## What you have to do:
Your answer should consist of the lines in the data below that contain "grass".
--- Records for processing Enclosed Below ---
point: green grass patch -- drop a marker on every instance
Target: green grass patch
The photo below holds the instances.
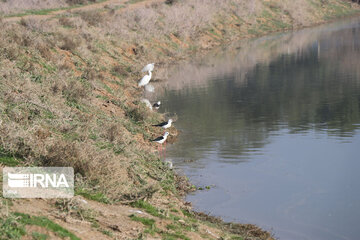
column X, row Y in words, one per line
column 39, row 236
column 46, row 223
column 148, row 208
column 95, row 196
column 8, row 159
column 11, row 228
column 146, row 221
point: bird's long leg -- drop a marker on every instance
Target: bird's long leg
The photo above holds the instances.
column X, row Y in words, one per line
column 161, row 150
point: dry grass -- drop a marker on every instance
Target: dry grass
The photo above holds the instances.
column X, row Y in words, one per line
column 22, row 6
column 68, row 94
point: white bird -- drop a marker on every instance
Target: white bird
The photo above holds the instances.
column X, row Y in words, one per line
column 157, row 105
column 145, row 80
column 170, row 164
column 149, row 67
column 164, row 125
column 161, row 139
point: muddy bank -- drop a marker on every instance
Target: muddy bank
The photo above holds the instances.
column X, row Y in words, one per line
column 69, row 97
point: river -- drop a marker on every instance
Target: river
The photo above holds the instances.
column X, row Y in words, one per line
column 270, row 129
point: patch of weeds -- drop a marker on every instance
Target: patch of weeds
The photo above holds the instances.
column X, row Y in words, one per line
column 107, row 232
column 174, row 217
column 9, row 159
column 46, row 223
column 39, row 236
column 172, row 227
column 174, row 236
column 148, row 208
column 96, row 196
column 133, row 1
column 187, row 213
column 236, row 238
column 146, row 221
column 11, row 228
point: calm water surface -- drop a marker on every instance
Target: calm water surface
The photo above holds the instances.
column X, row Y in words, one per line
column 272, row 125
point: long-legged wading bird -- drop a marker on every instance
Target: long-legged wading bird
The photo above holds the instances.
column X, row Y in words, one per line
column 161, row 140
column 157, row 105
column 145, row 80
column 148, row 67
column 164, row 125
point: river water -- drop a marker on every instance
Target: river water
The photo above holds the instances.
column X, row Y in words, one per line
column 272, row 126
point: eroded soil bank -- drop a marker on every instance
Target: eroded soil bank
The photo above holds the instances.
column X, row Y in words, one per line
column 69, row 97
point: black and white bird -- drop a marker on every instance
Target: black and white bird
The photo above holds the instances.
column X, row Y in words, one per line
column 157, row 105
column 145, row 80
column 161, row 139
column 149, row 67
column 164, row 125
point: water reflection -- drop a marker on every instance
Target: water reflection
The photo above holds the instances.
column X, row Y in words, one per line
column 273, row 123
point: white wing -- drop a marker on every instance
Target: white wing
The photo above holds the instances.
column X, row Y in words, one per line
column 148, row 67
column 147, row 103
column 145, row 80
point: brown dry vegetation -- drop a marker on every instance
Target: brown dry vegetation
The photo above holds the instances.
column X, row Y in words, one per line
column 8, row 7
column 68, row 85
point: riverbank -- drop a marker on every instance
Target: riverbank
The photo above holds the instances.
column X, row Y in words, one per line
column 69, row 97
--- End of Enclosed Records for processing ---
## Solution for this problem:
point: green grass patch -- drop a marker on every instance
Target: green grass patch
point: dry grass -- drop a marker on every instance
Target: dry grass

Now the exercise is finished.